===== SOURCE MATERIAL =====

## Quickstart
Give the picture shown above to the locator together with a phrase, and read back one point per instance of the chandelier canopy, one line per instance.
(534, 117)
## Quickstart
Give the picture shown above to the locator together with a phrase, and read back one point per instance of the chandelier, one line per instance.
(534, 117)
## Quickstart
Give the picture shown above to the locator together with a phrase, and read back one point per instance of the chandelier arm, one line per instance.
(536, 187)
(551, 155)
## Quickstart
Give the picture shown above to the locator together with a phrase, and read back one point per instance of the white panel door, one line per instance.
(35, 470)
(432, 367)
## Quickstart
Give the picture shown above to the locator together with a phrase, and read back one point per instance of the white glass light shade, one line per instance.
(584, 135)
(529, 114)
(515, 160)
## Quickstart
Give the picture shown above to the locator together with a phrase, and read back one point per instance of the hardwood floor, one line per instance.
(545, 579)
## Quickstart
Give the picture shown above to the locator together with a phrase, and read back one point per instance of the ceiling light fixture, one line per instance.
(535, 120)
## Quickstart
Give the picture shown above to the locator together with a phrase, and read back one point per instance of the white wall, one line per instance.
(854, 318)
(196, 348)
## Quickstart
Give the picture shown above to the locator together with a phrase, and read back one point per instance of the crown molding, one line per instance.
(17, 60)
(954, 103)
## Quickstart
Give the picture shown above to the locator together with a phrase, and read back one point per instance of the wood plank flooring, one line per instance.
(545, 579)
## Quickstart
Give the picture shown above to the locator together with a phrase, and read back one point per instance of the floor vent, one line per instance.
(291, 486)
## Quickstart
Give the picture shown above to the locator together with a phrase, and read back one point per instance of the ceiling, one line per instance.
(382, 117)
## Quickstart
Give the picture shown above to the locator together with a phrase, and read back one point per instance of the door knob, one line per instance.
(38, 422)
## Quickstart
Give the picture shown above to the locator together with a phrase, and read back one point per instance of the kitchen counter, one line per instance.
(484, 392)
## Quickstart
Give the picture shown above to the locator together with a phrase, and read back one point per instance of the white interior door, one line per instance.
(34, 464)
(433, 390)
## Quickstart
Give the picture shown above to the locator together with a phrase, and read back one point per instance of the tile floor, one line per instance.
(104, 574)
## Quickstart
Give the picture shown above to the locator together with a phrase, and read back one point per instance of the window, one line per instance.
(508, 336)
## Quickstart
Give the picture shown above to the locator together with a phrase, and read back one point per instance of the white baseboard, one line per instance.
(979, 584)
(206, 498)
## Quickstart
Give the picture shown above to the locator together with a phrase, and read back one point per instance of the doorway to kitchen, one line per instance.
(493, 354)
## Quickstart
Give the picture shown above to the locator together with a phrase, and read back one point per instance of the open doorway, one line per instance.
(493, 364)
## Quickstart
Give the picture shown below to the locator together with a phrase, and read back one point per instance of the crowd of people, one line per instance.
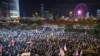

=====

**EXERCISE PROMPT:** Show every line of the data above that contains the word "light".

**TASK ANSWER:**
Give the picture shown above to the locator together with a phrase, and read back one point per instance of the white glass light shade, one line per instance.
Give the picture shown above to the locator together with a phrase, and read back one point per instance of the ceiling light fixture, one line per instance.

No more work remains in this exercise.